▸ Task data

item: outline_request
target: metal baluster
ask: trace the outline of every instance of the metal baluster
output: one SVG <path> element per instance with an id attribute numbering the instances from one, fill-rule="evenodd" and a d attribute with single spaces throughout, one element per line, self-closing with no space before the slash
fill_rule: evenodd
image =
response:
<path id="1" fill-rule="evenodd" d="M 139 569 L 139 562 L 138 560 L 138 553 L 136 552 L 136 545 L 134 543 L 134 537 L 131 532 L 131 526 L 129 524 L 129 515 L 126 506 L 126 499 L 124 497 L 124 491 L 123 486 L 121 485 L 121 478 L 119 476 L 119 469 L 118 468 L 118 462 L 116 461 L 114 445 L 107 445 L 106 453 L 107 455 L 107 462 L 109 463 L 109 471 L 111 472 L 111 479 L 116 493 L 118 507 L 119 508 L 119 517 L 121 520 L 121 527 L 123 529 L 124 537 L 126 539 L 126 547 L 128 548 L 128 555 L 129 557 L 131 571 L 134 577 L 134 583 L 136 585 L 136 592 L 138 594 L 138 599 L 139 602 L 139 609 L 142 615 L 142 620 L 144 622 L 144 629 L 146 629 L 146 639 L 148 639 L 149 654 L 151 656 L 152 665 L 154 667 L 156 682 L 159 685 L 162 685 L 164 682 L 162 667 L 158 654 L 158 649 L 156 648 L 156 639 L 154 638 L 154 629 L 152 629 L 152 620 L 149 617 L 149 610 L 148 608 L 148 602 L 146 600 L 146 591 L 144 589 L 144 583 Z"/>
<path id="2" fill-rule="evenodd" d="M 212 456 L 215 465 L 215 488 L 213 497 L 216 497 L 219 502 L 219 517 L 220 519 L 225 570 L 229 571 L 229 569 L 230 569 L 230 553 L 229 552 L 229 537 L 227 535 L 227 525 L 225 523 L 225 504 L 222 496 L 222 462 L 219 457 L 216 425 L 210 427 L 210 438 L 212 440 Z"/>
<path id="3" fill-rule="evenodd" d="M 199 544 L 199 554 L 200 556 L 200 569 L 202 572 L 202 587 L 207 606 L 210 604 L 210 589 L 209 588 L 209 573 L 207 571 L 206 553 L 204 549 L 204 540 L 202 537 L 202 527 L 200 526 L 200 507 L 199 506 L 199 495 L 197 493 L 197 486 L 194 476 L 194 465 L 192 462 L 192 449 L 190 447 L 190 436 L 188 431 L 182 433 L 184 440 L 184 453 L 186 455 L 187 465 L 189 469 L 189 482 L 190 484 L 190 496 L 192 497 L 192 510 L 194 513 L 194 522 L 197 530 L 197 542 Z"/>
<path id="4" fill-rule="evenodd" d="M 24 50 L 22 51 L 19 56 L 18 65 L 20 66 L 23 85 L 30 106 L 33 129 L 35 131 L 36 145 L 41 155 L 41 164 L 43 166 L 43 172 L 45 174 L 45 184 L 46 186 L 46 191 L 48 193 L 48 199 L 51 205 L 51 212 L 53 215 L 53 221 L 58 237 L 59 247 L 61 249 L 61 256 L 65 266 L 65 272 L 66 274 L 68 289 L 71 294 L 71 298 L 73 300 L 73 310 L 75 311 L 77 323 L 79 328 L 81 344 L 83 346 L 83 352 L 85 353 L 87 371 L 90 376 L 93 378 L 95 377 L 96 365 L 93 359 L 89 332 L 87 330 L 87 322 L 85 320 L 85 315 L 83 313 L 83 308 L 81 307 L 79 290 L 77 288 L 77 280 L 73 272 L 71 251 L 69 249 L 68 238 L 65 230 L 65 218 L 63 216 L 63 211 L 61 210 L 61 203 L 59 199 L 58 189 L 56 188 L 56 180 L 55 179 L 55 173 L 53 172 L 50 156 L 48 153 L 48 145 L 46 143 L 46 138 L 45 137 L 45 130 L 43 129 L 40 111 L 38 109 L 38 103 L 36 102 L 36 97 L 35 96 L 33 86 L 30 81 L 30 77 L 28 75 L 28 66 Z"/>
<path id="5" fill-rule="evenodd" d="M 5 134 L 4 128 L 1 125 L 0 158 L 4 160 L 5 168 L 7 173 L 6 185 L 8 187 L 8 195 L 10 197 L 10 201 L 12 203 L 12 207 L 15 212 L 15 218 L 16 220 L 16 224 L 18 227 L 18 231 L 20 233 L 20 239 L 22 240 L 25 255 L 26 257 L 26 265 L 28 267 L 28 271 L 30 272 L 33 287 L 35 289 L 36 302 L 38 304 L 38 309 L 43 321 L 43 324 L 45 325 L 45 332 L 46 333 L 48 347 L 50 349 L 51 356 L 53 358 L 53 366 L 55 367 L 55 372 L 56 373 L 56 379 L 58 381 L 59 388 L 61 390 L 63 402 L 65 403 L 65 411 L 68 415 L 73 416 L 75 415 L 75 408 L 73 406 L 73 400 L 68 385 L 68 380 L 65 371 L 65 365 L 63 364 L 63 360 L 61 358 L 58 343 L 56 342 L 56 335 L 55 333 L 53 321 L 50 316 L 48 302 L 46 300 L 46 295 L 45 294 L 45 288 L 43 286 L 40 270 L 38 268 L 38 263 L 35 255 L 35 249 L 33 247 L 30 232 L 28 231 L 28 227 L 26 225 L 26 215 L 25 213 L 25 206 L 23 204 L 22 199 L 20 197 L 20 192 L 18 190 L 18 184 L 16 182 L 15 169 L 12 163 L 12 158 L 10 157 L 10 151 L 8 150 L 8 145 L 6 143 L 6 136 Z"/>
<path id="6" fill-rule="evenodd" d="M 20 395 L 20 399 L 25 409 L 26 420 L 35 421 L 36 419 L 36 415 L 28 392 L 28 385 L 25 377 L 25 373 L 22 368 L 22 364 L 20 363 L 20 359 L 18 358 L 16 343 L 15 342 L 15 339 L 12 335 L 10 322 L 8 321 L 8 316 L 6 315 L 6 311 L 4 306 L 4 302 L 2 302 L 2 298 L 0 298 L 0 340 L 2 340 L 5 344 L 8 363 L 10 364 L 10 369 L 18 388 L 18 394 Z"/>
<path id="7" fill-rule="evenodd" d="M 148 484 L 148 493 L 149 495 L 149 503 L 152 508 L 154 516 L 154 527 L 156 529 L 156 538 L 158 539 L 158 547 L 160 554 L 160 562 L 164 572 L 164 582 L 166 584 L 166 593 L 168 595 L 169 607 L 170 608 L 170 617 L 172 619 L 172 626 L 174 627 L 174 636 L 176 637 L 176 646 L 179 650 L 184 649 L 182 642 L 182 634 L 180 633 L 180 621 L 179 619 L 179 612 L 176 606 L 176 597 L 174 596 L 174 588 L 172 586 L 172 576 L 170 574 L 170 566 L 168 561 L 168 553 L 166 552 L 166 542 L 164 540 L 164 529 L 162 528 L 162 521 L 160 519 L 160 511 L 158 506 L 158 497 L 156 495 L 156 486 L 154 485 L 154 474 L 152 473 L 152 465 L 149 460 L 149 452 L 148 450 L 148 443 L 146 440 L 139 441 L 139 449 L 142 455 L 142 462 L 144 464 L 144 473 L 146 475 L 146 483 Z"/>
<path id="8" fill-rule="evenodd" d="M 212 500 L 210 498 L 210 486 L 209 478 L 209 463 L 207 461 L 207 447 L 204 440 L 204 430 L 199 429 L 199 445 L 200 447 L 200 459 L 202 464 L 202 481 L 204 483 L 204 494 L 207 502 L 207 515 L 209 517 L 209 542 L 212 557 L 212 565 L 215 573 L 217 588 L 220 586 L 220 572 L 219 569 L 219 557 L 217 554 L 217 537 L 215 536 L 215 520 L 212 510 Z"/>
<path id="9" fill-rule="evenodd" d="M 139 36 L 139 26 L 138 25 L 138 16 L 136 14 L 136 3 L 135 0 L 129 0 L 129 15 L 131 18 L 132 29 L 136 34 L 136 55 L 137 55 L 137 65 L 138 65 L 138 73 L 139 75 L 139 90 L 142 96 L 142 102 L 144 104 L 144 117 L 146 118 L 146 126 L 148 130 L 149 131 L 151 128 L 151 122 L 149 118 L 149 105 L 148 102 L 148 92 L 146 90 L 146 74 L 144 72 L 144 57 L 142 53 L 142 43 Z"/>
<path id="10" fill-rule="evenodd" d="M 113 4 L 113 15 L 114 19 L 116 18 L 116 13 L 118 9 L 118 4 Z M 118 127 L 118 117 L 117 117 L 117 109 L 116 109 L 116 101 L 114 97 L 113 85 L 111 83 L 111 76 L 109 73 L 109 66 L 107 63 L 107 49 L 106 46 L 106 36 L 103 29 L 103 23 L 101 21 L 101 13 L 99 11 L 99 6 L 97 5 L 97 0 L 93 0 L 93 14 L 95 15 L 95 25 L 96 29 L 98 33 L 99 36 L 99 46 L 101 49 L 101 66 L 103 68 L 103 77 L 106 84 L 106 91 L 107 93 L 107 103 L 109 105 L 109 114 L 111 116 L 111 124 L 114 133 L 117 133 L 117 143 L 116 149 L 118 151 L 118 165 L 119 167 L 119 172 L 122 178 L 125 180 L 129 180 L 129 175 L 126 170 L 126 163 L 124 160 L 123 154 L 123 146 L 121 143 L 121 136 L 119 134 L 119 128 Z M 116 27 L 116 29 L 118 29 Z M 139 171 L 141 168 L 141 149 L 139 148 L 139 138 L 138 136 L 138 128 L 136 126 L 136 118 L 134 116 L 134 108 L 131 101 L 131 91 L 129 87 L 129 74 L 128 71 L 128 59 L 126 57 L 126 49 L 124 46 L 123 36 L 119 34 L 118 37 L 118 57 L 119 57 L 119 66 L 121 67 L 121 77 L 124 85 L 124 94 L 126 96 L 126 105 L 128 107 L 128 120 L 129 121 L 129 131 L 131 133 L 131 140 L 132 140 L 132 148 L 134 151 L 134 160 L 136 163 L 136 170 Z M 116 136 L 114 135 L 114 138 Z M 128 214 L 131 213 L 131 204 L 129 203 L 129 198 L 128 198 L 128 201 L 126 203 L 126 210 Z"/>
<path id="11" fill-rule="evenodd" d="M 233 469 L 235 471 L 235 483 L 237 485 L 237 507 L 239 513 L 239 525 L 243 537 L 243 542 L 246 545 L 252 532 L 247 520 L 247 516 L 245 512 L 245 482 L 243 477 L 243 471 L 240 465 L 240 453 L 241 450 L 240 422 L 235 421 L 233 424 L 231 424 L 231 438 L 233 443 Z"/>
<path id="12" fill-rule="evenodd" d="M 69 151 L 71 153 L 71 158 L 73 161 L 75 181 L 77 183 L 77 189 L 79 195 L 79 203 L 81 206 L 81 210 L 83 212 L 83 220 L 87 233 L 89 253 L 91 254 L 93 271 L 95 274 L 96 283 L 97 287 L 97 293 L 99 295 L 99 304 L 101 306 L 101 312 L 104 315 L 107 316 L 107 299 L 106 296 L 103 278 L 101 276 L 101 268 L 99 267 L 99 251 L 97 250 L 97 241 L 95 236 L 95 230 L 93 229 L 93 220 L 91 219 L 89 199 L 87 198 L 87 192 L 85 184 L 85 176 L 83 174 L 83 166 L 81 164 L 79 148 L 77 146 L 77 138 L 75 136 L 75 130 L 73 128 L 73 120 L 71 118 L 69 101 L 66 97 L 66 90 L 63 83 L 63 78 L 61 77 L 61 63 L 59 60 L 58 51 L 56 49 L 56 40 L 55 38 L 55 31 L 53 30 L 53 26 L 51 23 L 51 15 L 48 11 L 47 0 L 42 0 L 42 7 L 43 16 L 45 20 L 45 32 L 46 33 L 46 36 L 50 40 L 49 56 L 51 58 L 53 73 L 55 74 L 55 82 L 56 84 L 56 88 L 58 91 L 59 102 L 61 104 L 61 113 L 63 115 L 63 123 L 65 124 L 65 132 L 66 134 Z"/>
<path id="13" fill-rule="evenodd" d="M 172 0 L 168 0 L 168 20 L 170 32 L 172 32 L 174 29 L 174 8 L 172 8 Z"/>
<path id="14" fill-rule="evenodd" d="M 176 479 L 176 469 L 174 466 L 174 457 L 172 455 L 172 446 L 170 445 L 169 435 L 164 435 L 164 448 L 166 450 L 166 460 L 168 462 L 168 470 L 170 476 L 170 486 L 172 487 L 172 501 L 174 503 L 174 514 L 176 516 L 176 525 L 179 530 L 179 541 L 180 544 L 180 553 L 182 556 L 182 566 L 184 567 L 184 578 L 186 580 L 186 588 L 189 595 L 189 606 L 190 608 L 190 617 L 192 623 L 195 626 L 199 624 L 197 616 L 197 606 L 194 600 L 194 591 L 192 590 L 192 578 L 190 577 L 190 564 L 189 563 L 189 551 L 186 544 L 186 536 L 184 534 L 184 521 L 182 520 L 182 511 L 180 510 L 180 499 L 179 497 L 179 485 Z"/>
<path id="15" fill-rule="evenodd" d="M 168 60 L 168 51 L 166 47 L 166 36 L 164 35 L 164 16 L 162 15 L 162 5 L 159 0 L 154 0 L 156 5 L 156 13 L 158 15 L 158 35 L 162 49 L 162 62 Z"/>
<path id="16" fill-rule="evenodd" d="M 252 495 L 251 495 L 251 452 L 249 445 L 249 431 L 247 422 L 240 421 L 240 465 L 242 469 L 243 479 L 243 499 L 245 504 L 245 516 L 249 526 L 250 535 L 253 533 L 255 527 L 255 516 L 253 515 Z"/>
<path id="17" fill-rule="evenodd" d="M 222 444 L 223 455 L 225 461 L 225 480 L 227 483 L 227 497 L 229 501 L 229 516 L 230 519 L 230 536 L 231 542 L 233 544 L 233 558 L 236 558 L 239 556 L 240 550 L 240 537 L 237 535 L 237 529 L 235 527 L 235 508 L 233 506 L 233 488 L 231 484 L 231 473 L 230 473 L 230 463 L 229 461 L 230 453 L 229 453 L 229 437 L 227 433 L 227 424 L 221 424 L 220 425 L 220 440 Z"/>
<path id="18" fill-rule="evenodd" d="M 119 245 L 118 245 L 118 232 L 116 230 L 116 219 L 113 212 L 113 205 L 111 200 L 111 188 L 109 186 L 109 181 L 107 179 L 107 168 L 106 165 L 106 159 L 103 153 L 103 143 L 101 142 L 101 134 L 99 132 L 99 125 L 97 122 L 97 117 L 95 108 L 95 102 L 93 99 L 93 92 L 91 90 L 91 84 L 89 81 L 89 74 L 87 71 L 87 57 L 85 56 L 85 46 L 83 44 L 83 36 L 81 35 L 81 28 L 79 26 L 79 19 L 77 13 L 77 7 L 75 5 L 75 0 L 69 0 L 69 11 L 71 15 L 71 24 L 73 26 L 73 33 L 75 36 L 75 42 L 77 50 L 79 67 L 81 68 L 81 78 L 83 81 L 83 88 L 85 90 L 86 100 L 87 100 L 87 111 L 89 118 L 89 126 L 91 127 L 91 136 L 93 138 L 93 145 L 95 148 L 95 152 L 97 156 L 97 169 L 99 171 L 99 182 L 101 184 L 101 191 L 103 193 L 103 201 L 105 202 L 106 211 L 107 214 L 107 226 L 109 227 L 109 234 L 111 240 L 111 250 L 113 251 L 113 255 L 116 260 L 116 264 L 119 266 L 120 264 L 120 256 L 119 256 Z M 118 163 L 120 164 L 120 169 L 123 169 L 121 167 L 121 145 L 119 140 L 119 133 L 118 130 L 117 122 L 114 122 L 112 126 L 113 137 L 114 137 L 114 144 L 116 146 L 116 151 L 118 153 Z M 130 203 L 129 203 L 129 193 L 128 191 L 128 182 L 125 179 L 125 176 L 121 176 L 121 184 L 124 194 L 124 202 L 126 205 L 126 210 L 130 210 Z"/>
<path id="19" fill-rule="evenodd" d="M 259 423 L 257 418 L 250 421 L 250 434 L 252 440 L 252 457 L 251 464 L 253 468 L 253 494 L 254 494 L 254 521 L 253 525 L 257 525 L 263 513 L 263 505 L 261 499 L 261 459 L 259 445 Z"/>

▸ What you need to do
Rewrite the records from their first line through the line containing "fill_rule: evenodd", with "metal baluster" changed to "iron railing" and everything else left as it is.

▸ Written answer
item: outline_request
target: iron railing
ask: trace the outline of every instance of the iron railing
output: one SVG <path> element per instance with an id attribute numbering the instances from one, fill-rule="evenodd" and a d attribute with single spaces throughout, one element per line, self-closing with no space before the slash
fill_rule: evenodd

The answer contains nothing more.